Problem description :: Extract every line of the material that contains the string "woman", matching case exactly.

Records for the task ::

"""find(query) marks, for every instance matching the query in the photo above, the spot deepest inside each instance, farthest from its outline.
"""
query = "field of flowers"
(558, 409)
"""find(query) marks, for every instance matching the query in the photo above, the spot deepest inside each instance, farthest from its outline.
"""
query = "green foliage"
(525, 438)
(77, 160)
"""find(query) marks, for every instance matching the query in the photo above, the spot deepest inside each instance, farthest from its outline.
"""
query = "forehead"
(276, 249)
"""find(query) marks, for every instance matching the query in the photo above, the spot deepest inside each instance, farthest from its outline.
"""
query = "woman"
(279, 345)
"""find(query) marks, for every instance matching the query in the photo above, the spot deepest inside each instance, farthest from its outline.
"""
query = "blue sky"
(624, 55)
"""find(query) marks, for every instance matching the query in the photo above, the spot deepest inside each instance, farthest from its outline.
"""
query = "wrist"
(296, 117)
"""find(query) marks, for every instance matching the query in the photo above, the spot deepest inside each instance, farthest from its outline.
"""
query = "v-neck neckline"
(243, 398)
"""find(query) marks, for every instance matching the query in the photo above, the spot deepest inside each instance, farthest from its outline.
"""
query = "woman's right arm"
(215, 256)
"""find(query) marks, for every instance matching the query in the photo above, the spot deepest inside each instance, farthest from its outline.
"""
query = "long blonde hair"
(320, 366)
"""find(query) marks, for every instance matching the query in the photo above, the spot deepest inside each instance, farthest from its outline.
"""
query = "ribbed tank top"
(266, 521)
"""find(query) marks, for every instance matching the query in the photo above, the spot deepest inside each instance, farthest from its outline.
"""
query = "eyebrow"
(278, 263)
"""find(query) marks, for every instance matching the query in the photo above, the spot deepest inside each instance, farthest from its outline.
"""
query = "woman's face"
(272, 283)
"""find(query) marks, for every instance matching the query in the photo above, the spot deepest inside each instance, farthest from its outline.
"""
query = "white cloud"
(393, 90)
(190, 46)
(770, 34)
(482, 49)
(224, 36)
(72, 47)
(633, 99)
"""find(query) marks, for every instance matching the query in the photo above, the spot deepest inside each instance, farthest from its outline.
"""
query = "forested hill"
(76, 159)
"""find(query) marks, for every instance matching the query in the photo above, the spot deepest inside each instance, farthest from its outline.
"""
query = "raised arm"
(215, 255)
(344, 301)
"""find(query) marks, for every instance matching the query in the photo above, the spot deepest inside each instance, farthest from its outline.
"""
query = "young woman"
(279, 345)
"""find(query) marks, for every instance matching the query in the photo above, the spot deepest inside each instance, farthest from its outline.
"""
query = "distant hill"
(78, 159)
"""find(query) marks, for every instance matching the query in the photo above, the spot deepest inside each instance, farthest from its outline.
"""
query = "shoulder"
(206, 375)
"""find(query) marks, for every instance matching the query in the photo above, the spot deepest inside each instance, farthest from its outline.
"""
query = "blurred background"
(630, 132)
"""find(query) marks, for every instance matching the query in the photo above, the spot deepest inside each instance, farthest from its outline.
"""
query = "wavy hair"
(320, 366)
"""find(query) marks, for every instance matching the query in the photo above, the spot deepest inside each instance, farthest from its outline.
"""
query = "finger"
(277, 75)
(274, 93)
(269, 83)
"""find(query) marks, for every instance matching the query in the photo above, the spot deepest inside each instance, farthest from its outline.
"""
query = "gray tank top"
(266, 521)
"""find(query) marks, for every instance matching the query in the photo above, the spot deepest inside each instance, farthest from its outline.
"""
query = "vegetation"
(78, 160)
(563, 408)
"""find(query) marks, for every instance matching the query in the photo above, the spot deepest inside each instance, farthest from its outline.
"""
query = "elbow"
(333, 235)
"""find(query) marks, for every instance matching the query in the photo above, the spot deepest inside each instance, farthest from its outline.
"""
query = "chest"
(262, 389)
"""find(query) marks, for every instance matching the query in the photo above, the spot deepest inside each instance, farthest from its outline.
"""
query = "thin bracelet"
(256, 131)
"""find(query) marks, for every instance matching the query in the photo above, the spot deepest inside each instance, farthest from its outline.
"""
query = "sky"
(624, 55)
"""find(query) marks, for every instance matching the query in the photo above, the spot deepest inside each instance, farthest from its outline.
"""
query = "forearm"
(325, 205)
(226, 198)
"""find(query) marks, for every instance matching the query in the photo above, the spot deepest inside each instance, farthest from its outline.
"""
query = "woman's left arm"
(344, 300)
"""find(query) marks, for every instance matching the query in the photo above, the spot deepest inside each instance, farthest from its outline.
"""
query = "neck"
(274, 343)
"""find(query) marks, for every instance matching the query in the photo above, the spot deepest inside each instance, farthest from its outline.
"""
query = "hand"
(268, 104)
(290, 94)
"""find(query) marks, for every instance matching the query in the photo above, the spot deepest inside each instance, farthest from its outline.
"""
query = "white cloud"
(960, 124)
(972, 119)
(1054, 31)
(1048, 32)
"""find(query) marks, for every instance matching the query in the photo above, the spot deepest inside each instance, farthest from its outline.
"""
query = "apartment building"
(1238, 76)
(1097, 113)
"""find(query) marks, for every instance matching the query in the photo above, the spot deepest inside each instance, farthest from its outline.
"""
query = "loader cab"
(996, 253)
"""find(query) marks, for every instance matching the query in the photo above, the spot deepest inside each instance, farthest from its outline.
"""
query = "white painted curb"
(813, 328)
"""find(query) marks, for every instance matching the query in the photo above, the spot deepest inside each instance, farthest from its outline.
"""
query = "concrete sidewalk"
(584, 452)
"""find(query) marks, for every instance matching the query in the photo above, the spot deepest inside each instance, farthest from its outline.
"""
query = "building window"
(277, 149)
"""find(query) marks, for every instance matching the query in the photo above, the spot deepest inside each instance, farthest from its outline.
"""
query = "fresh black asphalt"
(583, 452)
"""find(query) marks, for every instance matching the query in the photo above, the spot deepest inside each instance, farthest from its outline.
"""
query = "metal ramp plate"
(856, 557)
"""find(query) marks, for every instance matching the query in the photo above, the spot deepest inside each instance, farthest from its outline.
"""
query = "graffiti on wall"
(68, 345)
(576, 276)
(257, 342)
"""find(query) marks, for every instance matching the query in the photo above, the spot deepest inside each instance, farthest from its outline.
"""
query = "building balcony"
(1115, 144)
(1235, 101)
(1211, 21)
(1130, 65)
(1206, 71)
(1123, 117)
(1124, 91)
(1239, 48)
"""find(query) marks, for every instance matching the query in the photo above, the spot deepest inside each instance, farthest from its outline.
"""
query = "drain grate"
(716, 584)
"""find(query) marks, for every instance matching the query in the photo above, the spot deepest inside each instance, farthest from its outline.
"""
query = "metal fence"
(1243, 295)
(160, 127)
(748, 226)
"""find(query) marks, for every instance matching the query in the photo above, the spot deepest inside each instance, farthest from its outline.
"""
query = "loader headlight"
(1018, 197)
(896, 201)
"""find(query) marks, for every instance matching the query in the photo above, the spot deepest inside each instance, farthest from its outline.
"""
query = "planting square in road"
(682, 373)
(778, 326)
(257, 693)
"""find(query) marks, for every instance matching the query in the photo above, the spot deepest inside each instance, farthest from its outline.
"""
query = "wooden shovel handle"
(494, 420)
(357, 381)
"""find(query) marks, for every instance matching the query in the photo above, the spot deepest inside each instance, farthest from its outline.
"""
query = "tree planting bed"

Correct output ::
query = "woman"
query = "woman's right arm"
query = "woman's face"
query = "young woman"
query = "woman's left arm"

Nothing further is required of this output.